*** MATERIAL FOR THE TASK ***

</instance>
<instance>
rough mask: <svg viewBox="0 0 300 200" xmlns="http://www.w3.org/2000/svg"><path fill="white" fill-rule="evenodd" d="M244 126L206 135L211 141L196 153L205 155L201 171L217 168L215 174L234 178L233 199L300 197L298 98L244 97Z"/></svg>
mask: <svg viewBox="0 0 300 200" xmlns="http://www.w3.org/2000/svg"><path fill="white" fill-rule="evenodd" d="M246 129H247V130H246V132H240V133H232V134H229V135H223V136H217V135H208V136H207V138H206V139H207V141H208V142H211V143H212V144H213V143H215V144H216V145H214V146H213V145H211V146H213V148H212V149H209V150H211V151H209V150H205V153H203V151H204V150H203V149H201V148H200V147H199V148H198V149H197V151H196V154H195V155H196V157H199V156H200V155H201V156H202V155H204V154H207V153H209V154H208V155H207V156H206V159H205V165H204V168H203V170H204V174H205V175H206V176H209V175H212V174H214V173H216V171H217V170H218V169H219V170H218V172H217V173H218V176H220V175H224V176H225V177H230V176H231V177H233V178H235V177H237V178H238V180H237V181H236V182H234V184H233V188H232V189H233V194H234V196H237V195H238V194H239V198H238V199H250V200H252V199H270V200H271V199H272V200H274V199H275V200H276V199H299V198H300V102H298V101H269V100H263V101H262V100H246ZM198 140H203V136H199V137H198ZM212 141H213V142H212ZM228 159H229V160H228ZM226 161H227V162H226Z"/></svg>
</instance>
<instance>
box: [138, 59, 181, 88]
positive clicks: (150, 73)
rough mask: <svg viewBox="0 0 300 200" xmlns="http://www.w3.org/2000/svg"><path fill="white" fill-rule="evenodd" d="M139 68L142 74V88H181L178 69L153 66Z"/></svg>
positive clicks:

*** End of MATERIAL FOR THE TASK ***

* **INSTRUCTIONS FOR THE TASK**
Please restate word for word only the lines from the one with "box: [138, 59, 181, 88]" through the final line of the listing above, both of them included.

* **EXERCISE ANSWER**
box: [138, 59, 181, 88]
positive clicks: (150, 73)
rough mask: <svg viewBox="0 0 300 200" xmlns="http://www.w3.org/2000/svg"><path fill="white" fill-rule="evenodd" d="M139 68L142 74V88H181L178 69L153 66Z"/></svg>
positive clicks:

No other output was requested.